- **Exercises to complete**:
1. From the essay about moonlighting in infomercials, list every kind of work the writer says they do in its opening paragraph.
2. In the essay about moonlighting in infomercials, which organization is cited as saying cooking is the leading cause of home structure fires and home fire injuries?
3. Continue the essay about moonlighting in infomercials from its final sentence, in the same voice.

- **Text**:
"""
Like most people in these clinically depressed economic times, I’m willing to do pretty much anything for a buck, as long as I get to keep 78% of my clothes on and there is nothing illegal about it. Shame? Shame has no place when you’re managing a double-digit bank account and kids with a fancy-macaroni-and-cheese habit to support. As a consequence, I work not only for the fire department, I work in a (very legal, thankyouverymuch) moonshine and spirits plant, I pick up handyman gigs despite not being THAT handy and other assorted odd jobs.
One such gig I came across as a result of filming PSA’s for breast cancer awareness was more odd than most. I was asked if I wanted to be a “fire service professional” in locally produced infomercials on occasion. Seemed less than freaky, albeit cheesy, but hey, a paycheck is a paycheck and it’s not as if I’m exactly threatening my non-existent brand by doing some low-rent acting. So, last summer we made a spot out in the middle of nowhere, trying to convince people that a certain kitchen safety device would, indeed, be a useful tool, since according to the National Fire Protection Association, “cooking is the leading cause of home structure fires and home fire injuries.” Trying so hard NOT to look like a Will Ferrell spoof, I did what they asked me and got a handy little check for a few hours work.
This is probably how hookers feel, at first.
Fast forward to now, where the specter of my “acting work” is limited to late night viewings in Germany, where I like to picture I am kind of like the Hasselhoff of early morning infomercials. Without hearing from the production company for a while, it seemed like that may have been a one-time thing; that’s probably for the best. If my co-workers get wind of this, I’ll never hear the end of it. And then, I get a random call informing me that there is another need for a firefighter in an infomercial, it’s easy work, are you interested? Of course I am, I respond, as I run the coffee maker through the beans a second time to economically wring out another cup.
"""
- **Exercise data**:
"""
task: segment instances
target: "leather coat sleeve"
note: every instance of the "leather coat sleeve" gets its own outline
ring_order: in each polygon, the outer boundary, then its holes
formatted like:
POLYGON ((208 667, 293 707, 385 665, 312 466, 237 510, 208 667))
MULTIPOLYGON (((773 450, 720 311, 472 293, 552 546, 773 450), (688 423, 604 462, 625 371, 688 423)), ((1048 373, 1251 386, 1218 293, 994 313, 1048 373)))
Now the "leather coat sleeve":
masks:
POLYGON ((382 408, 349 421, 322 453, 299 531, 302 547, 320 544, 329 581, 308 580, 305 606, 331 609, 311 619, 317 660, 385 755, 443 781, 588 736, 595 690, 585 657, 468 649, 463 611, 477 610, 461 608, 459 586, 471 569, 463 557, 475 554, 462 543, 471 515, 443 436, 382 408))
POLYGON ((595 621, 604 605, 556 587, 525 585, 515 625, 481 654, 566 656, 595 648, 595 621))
"""
- **Answers provided**:
1.
- The fire department
- A moonshine and spirits plant
- Handyman gigs
- Other assorted odd jobs

2. The National Fire Protection Association.

3.
“Ok”, they say, “this one is going to get a little weird.”
And THIS is is how it must feel when hookers make the transition from streetwalking to making porn.
“Yeah, I’m not into weird stuff”, I reply, leery of what that might entail.
“No, no, nothing like that. This is a foot care product that we’re shooting and we need someone like a firefighter who works on their feet to endorse the product. It’s simple. We’ll just take some video of you cleaning your feet, we’ll send you off to get a professional pedicure and then take some after-shots as well as some B-roll of you in uniform and a testimonial.”
And THIS is how it must feel when porn stars are told they’re going to be in foot-fetish movies.
I glance at my utility bill, then to my bare feet, and then to my bank statement and take all of 3.5 seconds to reply, with an an ever-increasing lack of shame…
“Sure. When do you want to do this thing?”
And THAT is how I found the lengths to which I’ll go for fancy macaroni and cheese for my kids.